* Job: Identify every line in the data below that contains the string "surface", and copy each of those lines.

* Task inputs:
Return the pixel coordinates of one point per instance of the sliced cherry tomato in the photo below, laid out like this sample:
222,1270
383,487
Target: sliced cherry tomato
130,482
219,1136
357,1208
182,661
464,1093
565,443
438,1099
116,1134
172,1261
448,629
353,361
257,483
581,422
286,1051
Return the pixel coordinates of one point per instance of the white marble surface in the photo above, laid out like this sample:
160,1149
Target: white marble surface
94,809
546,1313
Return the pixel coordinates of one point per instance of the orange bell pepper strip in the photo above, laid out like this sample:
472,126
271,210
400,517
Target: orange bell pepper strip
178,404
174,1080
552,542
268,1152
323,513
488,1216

==

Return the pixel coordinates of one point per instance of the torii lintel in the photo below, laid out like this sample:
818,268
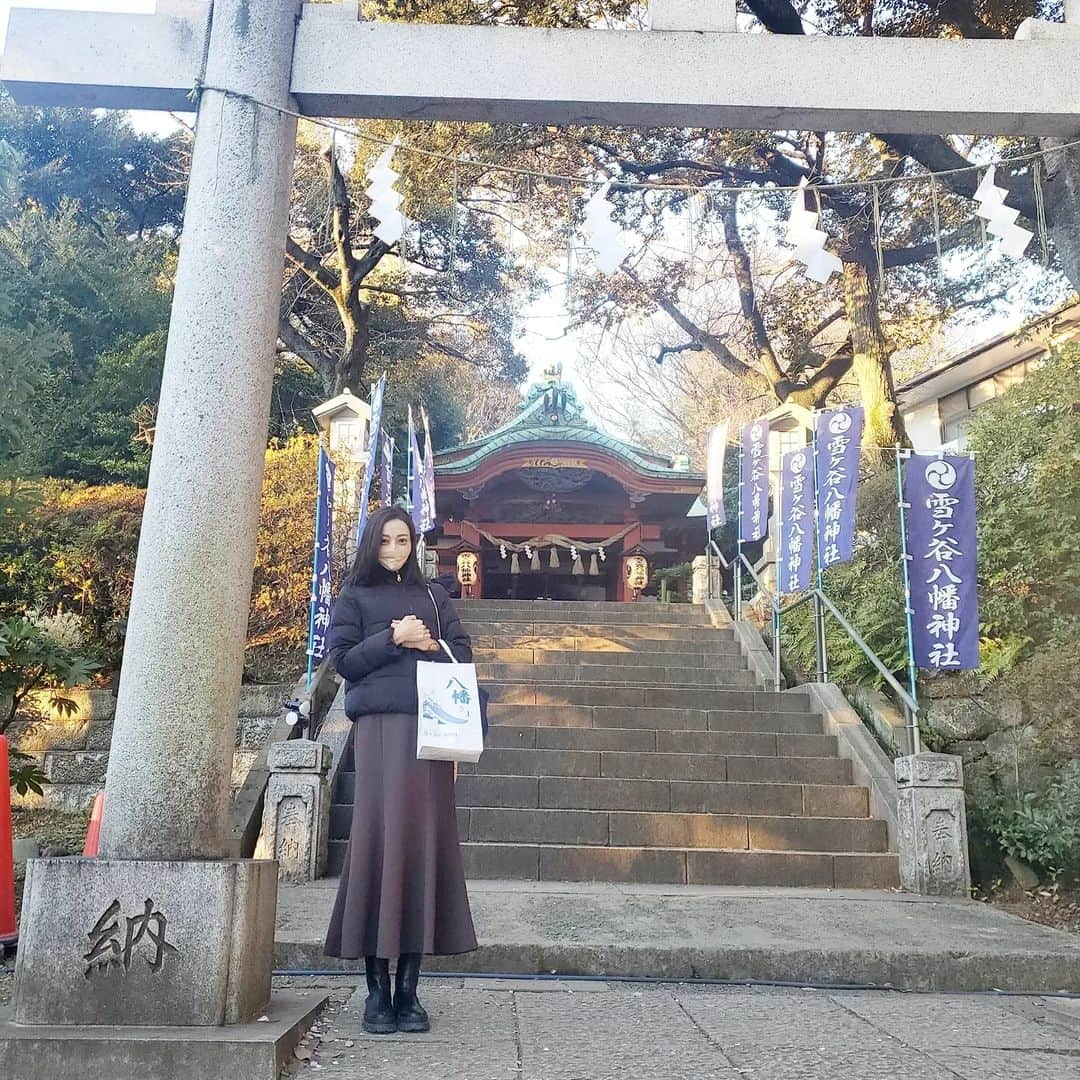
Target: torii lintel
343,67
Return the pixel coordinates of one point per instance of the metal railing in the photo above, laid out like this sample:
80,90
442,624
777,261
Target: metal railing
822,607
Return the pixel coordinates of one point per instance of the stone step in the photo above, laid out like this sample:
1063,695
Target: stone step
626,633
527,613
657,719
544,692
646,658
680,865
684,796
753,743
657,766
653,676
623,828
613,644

...

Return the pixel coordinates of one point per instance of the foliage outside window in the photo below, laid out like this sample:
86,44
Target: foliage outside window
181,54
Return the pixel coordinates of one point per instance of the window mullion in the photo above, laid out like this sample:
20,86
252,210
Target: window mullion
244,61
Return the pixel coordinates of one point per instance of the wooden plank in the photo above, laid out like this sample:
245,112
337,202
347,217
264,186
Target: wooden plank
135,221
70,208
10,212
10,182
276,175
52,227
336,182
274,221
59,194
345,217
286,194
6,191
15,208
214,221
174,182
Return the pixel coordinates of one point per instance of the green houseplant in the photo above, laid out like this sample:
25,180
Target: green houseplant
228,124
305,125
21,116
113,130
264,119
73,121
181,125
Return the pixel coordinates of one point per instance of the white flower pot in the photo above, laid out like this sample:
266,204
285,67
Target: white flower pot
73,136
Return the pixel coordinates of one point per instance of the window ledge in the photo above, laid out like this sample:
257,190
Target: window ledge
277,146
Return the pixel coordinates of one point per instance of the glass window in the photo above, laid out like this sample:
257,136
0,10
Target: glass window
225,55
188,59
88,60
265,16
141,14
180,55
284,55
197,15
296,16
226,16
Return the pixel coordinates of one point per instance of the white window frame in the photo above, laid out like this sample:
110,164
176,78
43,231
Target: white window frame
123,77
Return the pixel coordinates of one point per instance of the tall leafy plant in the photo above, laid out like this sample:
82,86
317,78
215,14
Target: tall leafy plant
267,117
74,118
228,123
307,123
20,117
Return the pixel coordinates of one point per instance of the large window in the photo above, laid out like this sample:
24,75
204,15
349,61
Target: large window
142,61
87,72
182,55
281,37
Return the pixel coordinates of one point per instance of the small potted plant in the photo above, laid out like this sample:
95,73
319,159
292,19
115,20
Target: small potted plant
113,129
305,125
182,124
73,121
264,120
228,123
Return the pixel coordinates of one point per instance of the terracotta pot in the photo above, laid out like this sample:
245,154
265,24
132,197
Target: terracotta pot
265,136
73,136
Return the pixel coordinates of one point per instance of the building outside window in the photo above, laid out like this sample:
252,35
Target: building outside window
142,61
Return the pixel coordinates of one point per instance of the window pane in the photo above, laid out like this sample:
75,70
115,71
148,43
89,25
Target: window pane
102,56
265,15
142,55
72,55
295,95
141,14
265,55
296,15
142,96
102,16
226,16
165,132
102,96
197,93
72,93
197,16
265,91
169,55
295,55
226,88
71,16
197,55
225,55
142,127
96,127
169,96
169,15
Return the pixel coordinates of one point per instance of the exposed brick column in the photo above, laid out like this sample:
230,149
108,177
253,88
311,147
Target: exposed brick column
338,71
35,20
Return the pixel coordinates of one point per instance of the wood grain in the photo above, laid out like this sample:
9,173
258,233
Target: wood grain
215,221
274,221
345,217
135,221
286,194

* Solution for this problem:
Return the pixel coordinates of one point per instance of the white marble surface in the photo above, laid out like this sample:
Target: white marble surface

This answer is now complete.